[start of Dataset records]
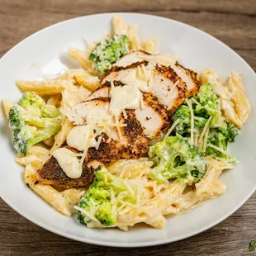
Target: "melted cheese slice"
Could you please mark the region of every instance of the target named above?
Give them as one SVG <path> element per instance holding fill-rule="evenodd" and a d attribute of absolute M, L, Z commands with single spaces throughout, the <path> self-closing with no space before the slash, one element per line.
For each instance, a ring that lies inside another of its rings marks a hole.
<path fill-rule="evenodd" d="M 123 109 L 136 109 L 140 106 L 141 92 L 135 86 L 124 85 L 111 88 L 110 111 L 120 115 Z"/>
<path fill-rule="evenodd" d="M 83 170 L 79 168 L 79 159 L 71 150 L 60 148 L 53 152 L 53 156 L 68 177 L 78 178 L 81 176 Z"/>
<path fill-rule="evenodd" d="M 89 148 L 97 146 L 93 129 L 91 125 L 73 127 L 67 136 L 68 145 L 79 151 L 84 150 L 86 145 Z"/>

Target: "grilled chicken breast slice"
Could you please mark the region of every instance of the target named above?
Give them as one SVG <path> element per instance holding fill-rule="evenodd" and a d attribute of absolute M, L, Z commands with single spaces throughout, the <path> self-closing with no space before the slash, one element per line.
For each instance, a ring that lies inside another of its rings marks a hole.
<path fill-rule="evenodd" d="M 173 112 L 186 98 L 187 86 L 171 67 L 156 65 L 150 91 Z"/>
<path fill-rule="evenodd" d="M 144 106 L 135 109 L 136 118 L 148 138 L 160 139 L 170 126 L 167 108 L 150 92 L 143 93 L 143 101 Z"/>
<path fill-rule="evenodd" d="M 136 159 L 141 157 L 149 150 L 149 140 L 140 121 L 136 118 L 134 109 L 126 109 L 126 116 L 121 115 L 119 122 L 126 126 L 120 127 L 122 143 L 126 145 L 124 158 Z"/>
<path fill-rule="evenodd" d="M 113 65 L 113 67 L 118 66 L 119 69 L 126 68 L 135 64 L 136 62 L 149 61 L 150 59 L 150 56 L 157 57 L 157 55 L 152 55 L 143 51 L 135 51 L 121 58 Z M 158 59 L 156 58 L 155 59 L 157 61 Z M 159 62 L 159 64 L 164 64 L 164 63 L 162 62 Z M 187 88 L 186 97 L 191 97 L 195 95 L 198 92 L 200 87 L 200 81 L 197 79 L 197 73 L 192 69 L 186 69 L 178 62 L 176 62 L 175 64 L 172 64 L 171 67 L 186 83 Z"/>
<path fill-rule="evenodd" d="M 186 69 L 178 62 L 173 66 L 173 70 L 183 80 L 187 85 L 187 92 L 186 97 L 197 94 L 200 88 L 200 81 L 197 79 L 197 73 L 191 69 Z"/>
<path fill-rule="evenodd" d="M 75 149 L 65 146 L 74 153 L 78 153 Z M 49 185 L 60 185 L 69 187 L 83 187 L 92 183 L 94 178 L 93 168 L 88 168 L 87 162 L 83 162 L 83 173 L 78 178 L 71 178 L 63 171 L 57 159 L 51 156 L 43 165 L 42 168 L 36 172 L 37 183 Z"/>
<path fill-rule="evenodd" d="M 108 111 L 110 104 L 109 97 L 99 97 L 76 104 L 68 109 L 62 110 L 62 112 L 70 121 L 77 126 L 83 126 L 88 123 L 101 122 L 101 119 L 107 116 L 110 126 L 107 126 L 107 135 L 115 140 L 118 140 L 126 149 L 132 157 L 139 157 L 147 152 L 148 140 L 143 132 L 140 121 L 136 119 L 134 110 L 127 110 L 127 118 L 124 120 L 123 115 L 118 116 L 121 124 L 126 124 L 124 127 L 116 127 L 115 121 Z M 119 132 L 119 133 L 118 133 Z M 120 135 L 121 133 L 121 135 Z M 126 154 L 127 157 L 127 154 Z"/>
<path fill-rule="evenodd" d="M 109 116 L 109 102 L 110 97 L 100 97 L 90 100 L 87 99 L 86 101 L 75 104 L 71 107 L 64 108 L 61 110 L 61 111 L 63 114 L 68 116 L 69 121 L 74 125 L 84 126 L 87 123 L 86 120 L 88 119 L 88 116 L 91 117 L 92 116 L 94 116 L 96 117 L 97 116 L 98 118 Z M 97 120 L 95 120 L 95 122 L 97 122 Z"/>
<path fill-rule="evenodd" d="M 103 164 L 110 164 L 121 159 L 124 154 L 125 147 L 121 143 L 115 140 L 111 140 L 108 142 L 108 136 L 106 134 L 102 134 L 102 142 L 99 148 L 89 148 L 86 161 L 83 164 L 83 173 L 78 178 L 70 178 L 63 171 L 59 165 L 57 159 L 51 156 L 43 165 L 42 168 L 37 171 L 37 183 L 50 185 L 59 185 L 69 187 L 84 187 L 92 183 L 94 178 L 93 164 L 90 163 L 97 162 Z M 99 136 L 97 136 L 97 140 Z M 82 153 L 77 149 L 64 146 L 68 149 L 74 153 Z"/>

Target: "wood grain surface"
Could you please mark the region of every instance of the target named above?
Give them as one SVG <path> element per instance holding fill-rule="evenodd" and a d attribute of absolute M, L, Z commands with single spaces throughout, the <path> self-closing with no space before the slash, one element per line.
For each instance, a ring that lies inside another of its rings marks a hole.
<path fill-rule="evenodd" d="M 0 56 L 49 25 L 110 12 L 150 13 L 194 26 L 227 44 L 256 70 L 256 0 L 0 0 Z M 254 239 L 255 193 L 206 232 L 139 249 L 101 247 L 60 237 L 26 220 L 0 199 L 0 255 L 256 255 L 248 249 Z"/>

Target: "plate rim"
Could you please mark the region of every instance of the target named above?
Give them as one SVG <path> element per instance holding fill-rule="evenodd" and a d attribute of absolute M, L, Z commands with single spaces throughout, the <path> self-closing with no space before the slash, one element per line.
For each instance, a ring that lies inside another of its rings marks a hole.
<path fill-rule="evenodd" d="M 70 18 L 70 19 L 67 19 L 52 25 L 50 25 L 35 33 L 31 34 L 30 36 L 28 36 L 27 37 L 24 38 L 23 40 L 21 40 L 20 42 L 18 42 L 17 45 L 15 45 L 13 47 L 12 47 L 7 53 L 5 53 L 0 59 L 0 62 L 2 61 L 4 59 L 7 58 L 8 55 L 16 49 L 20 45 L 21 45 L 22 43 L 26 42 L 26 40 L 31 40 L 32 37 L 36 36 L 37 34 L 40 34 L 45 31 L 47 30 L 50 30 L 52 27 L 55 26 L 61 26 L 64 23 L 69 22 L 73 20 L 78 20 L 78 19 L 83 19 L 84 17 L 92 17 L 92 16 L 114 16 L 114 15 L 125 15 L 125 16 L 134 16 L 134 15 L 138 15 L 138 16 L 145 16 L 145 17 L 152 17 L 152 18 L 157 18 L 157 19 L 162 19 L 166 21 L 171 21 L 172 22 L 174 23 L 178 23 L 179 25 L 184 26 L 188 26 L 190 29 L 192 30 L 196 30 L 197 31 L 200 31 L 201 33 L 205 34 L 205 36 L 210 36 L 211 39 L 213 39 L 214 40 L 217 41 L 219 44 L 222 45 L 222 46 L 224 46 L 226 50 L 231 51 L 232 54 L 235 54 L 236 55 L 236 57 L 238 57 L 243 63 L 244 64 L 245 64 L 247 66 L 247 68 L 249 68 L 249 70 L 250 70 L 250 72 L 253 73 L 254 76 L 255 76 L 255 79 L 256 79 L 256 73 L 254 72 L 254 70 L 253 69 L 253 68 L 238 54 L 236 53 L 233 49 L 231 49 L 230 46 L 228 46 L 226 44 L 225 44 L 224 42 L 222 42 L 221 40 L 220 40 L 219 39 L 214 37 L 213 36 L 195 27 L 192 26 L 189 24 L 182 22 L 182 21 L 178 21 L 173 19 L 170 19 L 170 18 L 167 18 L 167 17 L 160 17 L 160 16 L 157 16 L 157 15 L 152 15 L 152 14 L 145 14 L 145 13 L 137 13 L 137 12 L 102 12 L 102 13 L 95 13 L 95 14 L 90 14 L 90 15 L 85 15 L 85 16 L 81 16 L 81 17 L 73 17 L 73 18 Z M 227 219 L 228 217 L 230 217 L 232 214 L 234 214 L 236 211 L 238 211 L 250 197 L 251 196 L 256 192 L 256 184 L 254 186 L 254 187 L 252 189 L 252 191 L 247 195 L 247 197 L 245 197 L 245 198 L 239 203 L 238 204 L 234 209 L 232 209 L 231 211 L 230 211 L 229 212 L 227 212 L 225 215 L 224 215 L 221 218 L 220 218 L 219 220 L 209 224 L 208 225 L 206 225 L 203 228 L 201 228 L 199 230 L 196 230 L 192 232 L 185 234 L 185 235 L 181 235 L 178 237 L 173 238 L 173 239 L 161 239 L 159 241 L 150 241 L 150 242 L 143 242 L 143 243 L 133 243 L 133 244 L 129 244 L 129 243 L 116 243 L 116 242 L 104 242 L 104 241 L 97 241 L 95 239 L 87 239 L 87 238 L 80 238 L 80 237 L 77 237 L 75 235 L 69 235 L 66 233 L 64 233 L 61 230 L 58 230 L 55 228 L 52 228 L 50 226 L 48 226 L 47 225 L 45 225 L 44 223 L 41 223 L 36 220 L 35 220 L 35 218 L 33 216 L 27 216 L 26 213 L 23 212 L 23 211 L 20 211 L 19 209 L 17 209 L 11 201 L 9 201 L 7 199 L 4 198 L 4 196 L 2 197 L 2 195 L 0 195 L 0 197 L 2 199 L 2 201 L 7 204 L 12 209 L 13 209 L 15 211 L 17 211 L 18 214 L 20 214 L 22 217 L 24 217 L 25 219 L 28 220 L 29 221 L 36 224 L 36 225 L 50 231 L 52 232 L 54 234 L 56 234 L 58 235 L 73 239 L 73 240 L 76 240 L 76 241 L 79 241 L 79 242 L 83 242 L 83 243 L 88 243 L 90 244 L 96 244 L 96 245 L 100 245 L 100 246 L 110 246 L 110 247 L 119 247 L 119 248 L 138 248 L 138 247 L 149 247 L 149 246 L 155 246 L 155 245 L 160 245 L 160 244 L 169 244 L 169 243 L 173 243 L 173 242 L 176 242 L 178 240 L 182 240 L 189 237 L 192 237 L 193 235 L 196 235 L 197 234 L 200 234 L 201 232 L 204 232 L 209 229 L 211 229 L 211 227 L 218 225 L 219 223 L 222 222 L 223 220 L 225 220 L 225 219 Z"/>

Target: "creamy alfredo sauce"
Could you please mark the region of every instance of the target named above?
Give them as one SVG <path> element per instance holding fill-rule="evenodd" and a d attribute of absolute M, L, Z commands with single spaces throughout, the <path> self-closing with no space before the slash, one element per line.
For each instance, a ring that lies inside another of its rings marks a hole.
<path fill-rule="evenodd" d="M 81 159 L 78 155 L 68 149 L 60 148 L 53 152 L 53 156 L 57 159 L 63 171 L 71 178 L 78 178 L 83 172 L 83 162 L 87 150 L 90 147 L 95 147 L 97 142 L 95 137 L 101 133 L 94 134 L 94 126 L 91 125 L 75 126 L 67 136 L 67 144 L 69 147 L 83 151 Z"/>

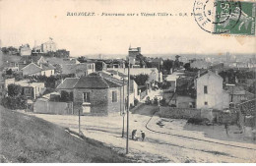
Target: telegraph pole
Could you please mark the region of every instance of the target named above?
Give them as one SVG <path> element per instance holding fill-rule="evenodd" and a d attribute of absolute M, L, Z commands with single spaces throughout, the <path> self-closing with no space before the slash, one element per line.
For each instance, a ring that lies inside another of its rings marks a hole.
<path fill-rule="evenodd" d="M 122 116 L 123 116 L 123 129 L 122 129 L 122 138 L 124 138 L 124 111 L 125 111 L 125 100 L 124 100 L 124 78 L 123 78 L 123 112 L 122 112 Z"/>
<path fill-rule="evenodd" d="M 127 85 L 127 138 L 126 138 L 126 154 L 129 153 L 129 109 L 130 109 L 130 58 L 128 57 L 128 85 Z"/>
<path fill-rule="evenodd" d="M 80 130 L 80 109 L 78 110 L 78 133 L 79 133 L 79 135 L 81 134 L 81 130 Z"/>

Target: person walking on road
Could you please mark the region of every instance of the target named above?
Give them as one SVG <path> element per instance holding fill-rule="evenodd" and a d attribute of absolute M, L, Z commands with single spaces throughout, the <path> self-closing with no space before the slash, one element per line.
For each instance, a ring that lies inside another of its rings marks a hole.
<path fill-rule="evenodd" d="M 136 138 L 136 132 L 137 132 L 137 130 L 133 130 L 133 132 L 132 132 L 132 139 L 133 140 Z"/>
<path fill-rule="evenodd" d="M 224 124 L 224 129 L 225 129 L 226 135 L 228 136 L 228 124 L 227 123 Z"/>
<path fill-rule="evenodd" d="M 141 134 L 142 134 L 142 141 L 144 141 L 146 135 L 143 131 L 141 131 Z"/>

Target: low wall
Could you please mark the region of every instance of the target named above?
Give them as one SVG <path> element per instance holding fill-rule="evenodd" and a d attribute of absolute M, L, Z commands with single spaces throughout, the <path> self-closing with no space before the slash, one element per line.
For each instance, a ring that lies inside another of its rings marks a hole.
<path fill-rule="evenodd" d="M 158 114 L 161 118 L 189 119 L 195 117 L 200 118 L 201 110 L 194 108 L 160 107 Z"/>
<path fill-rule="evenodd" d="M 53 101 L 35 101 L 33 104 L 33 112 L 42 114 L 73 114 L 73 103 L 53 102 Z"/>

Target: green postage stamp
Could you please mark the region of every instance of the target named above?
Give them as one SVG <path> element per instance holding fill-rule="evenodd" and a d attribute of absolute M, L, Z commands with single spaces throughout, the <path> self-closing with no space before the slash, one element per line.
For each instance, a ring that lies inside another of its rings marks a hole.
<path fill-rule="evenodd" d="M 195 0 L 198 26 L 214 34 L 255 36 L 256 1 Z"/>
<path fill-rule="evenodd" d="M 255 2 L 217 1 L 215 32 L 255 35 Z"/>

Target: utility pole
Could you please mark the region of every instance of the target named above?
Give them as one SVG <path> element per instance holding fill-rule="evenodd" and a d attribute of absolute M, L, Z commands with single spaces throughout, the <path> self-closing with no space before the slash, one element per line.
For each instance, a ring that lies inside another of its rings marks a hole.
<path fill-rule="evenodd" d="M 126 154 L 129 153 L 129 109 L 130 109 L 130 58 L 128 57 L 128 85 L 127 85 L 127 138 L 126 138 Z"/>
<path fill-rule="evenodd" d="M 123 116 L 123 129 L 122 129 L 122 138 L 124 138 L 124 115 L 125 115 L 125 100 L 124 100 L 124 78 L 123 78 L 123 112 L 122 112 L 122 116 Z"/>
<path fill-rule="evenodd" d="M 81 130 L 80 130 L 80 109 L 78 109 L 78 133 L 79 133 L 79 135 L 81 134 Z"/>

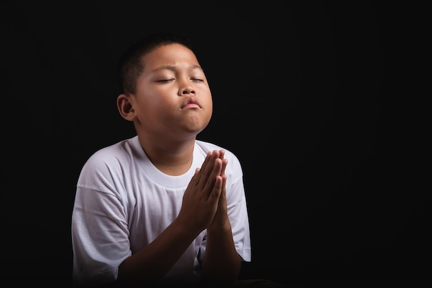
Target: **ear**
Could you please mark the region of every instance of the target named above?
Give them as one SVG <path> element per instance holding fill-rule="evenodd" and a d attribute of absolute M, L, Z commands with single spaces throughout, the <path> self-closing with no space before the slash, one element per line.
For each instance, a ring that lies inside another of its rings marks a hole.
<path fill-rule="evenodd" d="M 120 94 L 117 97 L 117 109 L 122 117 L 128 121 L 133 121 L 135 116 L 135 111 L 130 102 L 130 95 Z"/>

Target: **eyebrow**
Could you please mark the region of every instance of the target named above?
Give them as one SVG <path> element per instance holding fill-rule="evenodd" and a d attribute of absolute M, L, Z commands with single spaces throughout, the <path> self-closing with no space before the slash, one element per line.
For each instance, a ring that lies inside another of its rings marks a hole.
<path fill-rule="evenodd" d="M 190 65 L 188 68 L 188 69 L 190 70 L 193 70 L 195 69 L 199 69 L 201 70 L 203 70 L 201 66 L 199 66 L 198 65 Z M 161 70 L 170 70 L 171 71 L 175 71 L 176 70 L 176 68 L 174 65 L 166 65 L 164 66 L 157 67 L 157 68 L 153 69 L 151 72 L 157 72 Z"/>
[end of Dataset records]
- **Task instructions**: Give back exactly the lines from the line containing "Target: **eyebrow**" to the end of the entries, and no other lines.

- **Task result**:
Target: **eyebrow**
Could you please mark the region of every instance of the target named above?
Give them as one SVG <path> element per instance holding fill-rule="evenodd" and a d attribute of absolute M, L, Z commands with single spaces throughout, the <path> self-closing with no space before the slash, one element per line.
For each instance, a ring that lies inside another of its rings marks a hole.
<path fill-rule="evenodd" d="M 190 65 L 188 68 L 188 69 L 190 70 L 193 70 L 195 69 L 199 69 L 201 70 L 203 70 L 201 66 L 199 66 L 198 65 Z M 161 70 L 170 70 L 171 71 L 175 71 L 176 70 L 176 68 L 174 65 L 166 65 L 164 66 L 157 67 L 157 68 L 153 69 L 151 72 L 157 72 Z"/>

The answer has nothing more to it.